Hellbent
Forum Bellend

Posts: 4376
Registered: 06-00 |
purist said:
I'll map one from each episode:
E1M5
I like the progression in this level and the long crooked walkway raising out of the nukage is still one of my strongest memories from Doom in the early days for me.
Same here. I remember it being sort of a turning point where I was like--"that's it, this game is way too cool".
Doom Nirvana an essay
Regarding love of Slough of Despair and Mt. Erebus. My initial experience of both maps was similar, but I am going to focus on Mt. Erebus since it perhaps represents the holy grail of episode 3 and perhaps of Doom as a whole. The more I played episode 1 the more I loved getting lost in the levels and searching for one more secret to find. It felt like an eternity before I finally got my grubby paws on the registered version of the game, and by that point I was biting at the bit to continue the adventure.

▶ [Entries supplied]:
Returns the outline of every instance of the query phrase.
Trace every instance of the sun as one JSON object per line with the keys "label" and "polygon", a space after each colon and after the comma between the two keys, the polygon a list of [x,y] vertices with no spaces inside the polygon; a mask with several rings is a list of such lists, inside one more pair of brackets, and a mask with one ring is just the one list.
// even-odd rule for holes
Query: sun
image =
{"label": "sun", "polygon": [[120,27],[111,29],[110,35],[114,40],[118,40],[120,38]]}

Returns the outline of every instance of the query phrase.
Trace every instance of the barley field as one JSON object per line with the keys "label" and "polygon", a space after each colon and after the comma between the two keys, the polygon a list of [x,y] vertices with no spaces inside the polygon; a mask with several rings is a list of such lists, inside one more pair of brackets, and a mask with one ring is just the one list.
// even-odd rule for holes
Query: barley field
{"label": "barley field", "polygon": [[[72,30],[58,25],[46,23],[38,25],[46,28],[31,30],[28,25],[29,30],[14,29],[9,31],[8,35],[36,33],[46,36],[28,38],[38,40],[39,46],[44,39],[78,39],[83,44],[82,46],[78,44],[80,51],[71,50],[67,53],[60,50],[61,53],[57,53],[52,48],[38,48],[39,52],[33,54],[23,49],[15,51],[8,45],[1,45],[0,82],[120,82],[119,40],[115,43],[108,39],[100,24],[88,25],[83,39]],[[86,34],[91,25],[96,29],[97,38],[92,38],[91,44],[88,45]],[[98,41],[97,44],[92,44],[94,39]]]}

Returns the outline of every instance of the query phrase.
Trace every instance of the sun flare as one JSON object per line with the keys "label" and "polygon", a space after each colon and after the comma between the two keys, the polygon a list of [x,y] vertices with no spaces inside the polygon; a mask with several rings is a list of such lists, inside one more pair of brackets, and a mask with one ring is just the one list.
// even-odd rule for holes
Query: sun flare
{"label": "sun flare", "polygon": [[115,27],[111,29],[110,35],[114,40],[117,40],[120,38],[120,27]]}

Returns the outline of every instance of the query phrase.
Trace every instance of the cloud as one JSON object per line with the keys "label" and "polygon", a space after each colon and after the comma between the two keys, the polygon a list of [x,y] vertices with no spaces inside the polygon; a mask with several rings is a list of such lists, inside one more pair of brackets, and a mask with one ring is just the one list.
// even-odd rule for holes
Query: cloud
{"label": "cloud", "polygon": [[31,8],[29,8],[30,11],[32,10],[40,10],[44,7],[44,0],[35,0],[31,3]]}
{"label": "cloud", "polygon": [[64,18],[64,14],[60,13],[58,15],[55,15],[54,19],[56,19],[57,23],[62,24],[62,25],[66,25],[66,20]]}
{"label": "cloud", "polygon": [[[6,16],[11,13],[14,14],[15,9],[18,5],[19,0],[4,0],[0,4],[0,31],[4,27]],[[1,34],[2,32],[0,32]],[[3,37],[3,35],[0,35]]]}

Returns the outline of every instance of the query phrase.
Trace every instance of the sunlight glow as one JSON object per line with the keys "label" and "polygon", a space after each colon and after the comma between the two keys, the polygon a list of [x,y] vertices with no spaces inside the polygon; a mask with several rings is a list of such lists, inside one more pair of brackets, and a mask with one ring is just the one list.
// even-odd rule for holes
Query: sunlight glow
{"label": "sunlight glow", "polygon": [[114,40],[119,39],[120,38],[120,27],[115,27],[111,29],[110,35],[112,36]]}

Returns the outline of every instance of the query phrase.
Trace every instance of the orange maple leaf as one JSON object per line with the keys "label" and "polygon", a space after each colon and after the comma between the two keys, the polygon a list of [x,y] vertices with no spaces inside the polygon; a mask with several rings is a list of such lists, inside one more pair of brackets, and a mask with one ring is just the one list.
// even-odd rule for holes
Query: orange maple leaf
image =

▶ [Requests]:
[1] In the Doom forum post, why does the essay writer choose to focus on Mt. Erebus rather than Slough of Despair? Answer in one to three sentences.
[2] Render this sentence from the Doom forum post in Spanish: "The more I played episode 1 the more I loved getting lost in the levels and searching for one more secret to find."
[3] Extend the Doom forum post, starting right after its final sentence.

▶ [Answers provided]:
[1] The writer focuses on Mt. Erebus because it perhaps represents the holy grail of episode 3, and perhaps of Doom as a whole.

[2] Cuanto más jugaba el episodio 1, más me encantaba perderme en los niveles y buscar un secreto más que encontrar.

[3]
One of the main things I loved about episode 1 was trying to get outside, the growing desire and increasing curiosity to discover any new areas of this world I had come to know so well and become so fond of; to get outside the limits of the confining walls and explore the outdoor areas beyond; and whenever I did via a secret, those were always the best moments for me. I used to always equate finding secrets/getting outside in doom as some sort of higher purpose in the game, as if it represented the ultimate goal, beyond the ordinary goals of killing monsters and exiting the level. It may sound strange, but it was for me somehow the next evolution in the adventure, of taking the whole experience to the next level. Romero set me up with this cherished relationship to the game. How was I to know someone totally different was going to have designed the other two episodes of Doom? :-/ Such is the difference between Sandy and Romero and the rude awakenings to follow.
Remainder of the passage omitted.